> Task statement:
Filter the entries below, keeping only the lines that contain the string "fender", and copy each of those lines in full. Matching is case-sensitive.

Pointing records:

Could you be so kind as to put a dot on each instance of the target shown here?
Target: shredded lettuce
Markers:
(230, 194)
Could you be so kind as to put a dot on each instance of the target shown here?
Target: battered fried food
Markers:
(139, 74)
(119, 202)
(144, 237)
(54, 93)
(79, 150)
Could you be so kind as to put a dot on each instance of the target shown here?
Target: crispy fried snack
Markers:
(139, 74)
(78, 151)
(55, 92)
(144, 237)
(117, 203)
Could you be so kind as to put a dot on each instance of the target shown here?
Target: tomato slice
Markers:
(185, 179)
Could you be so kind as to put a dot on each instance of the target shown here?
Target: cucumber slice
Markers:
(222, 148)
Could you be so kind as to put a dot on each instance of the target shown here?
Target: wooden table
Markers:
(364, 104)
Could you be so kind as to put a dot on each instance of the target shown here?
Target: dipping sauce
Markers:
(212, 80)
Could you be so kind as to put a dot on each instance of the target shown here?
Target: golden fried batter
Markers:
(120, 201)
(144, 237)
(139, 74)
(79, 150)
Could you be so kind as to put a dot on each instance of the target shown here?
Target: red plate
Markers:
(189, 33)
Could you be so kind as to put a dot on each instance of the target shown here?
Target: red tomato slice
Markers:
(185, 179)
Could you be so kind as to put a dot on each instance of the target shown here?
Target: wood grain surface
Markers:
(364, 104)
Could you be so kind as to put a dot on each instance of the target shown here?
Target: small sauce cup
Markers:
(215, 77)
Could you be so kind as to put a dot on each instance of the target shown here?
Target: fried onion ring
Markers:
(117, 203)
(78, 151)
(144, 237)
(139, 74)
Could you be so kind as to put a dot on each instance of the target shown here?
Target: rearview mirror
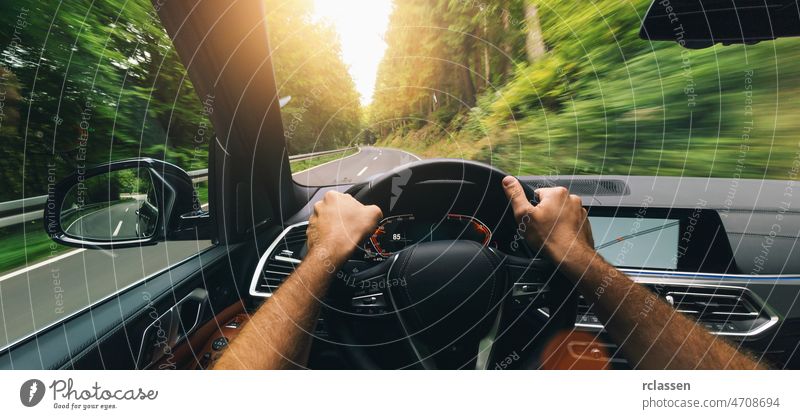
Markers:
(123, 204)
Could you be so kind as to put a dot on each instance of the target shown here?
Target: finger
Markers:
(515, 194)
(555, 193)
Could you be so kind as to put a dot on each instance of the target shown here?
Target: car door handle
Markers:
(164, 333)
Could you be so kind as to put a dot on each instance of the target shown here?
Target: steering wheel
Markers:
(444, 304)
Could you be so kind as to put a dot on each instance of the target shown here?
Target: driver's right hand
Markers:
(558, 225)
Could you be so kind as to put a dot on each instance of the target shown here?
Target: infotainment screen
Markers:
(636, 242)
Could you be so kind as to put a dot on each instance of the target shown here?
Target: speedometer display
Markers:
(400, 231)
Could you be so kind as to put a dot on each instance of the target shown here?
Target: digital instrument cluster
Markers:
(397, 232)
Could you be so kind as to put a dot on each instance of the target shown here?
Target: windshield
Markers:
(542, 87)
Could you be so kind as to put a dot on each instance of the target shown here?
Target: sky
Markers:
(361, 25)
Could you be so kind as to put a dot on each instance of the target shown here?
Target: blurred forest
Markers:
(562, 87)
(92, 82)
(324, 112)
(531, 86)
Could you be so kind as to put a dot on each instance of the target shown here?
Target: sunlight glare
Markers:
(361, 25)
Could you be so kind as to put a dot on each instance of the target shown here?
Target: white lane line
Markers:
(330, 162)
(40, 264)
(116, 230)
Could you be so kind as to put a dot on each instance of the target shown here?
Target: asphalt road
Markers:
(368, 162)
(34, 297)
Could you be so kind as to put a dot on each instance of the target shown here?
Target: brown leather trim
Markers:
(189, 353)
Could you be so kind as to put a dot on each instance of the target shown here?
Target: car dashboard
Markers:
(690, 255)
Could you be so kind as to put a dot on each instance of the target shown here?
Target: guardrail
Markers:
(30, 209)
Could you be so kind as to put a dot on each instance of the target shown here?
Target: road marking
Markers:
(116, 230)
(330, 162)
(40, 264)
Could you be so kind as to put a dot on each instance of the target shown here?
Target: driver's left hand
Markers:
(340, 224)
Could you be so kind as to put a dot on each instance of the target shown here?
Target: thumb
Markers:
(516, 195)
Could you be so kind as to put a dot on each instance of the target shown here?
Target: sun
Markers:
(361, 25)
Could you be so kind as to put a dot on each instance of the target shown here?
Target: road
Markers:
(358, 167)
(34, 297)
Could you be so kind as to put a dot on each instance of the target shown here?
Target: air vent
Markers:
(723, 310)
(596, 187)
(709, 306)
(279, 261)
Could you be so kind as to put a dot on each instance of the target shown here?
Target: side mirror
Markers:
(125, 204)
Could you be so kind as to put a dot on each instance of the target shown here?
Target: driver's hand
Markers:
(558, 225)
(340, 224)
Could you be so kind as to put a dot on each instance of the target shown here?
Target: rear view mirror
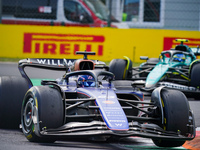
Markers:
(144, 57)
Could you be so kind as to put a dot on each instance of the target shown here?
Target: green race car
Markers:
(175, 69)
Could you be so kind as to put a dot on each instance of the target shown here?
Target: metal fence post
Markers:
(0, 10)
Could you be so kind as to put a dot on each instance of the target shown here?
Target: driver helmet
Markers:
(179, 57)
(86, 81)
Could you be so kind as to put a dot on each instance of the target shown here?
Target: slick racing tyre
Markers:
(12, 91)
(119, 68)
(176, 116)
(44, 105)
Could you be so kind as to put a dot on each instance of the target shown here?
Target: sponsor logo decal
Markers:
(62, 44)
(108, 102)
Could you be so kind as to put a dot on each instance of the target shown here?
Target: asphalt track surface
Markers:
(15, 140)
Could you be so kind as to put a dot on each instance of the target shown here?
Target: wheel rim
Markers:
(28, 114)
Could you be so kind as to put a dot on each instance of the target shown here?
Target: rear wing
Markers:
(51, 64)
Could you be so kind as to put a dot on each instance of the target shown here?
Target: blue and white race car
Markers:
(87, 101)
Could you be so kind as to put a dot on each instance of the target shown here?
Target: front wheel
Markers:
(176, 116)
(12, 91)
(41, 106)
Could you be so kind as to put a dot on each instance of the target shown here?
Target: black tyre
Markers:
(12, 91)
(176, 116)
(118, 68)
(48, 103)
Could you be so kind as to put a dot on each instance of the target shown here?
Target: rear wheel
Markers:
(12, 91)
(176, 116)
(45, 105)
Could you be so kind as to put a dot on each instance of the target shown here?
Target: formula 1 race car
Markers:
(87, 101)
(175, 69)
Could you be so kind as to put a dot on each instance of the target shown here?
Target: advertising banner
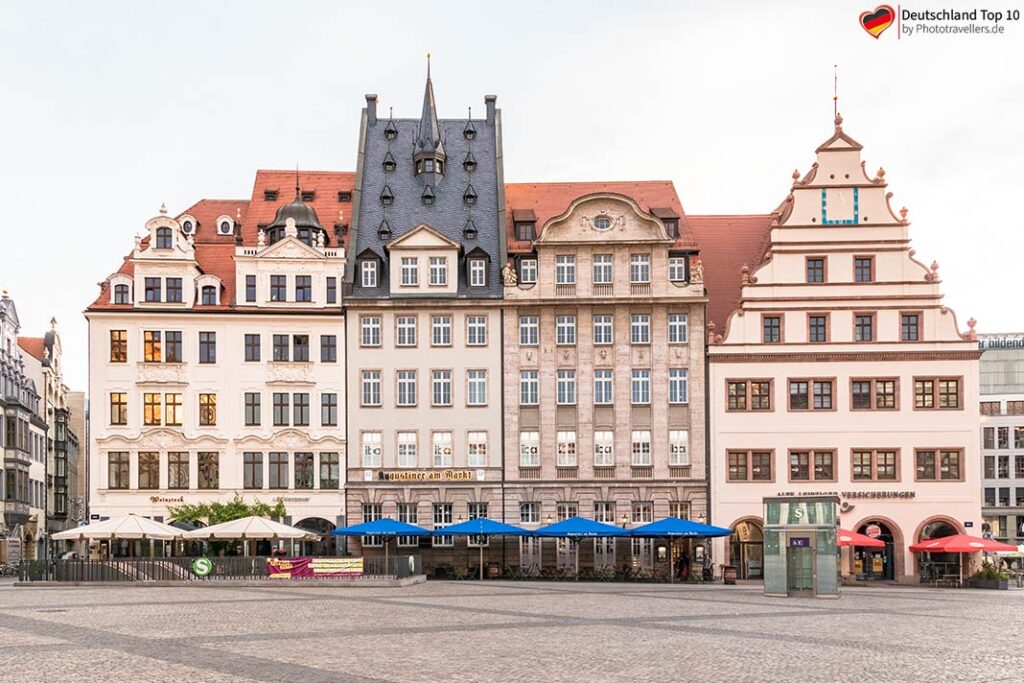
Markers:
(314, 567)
--
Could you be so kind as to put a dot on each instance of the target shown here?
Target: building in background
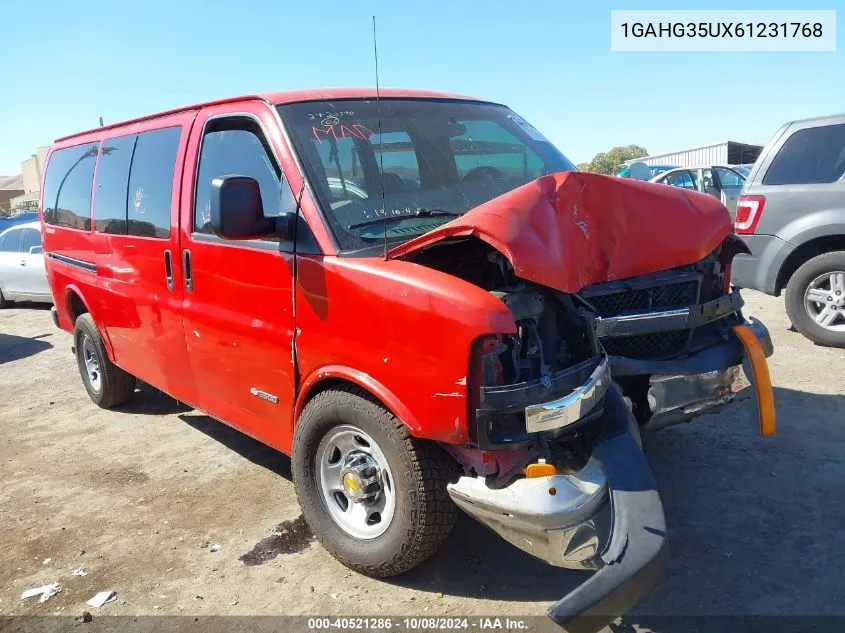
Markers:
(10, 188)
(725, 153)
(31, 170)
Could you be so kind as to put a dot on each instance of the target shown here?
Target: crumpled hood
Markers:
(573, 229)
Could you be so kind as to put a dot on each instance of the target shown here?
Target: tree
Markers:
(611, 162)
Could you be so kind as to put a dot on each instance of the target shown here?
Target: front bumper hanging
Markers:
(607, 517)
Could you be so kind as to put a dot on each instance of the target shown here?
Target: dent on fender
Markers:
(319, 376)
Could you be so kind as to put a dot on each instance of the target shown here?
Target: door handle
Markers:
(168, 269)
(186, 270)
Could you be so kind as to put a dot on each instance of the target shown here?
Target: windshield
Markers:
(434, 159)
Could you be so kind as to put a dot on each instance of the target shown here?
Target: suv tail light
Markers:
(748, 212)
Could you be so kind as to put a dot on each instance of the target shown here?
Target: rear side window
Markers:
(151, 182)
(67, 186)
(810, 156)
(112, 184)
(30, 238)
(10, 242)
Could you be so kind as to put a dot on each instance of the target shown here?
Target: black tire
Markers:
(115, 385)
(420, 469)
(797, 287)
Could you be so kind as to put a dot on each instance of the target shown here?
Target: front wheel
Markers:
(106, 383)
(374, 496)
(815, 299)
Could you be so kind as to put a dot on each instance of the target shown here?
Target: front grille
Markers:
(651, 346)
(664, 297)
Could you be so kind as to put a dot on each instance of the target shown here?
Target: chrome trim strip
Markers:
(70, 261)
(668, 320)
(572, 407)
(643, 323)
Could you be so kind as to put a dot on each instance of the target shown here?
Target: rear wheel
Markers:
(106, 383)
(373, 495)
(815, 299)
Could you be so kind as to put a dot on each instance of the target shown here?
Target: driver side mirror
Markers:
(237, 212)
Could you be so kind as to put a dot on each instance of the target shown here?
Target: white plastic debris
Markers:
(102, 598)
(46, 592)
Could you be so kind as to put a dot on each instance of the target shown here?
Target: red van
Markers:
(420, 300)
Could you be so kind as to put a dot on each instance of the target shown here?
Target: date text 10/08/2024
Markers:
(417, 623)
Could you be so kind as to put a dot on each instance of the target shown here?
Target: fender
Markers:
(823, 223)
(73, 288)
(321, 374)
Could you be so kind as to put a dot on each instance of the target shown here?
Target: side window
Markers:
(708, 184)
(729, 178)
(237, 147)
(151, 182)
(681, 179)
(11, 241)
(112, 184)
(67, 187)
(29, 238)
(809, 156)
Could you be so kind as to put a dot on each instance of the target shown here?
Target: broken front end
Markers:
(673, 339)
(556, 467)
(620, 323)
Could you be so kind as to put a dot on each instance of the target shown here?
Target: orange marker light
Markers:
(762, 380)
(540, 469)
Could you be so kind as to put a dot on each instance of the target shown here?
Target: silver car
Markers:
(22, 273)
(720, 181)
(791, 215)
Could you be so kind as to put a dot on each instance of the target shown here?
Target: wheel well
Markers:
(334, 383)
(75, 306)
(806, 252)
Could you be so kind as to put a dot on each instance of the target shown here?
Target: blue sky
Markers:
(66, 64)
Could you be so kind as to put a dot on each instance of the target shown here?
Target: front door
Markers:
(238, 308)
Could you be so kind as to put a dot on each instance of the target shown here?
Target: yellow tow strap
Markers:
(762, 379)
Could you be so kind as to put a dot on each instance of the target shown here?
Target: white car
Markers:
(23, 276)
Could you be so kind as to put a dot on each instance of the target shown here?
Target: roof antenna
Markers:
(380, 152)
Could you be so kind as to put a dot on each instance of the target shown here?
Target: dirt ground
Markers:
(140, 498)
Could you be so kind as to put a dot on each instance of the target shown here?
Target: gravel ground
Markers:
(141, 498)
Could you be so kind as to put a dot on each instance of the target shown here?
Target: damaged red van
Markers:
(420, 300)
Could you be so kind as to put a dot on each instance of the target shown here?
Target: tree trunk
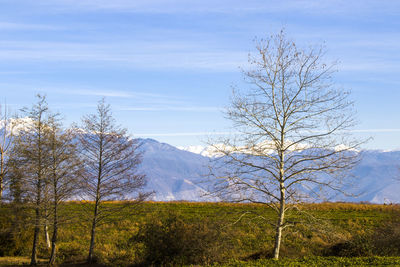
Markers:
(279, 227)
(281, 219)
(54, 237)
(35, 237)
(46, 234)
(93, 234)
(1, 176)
--
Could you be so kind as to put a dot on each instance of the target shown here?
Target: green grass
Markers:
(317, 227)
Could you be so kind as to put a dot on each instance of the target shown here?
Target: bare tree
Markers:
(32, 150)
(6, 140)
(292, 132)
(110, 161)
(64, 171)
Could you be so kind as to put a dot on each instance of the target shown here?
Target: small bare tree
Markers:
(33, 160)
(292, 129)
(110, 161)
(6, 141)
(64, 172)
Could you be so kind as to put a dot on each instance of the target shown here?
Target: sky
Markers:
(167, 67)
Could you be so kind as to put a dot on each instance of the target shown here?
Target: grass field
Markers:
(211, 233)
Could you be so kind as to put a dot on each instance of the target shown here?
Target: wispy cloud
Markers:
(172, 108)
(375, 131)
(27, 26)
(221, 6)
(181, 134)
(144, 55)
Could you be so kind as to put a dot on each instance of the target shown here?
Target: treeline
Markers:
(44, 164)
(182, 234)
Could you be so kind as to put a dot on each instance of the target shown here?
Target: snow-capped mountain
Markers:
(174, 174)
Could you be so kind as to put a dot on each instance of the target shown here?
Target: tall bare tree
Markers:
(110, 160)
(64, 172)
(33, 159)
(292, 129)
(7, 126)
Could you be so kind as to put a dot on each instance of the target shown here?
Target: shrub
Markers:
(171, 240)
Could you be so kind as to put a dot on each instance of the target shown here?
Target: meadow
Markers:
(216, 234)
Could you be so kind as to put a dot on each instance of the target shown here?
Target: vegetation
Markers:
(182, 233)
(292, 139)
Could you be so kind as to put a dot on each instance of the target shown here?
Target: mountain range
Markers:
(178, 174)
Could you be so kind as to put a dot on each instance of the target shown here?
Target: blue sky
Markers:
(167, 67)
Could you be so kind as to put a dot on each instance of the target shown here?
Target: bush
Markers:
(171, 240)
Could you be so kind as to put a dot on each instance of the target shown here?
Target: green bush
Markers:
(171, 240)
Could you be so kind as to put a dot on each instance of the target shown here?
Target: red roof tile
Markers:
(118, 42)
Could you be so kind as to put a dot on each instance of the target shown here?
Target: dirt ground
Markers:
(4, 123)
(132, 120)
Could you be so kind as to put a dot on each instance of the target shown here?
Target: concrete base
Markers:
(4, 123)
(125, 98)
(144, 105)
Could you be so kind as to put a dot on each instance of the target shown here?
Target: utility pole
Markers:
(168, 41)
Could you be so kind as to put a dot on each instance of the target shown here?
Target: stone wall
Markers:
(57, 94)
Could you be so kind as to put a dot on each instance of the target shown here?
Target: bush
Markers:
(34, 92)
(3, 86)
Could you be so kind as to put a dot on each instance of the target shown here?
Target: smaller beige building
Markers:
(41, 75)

> Written answer:
Target: dent on fender
Target: fender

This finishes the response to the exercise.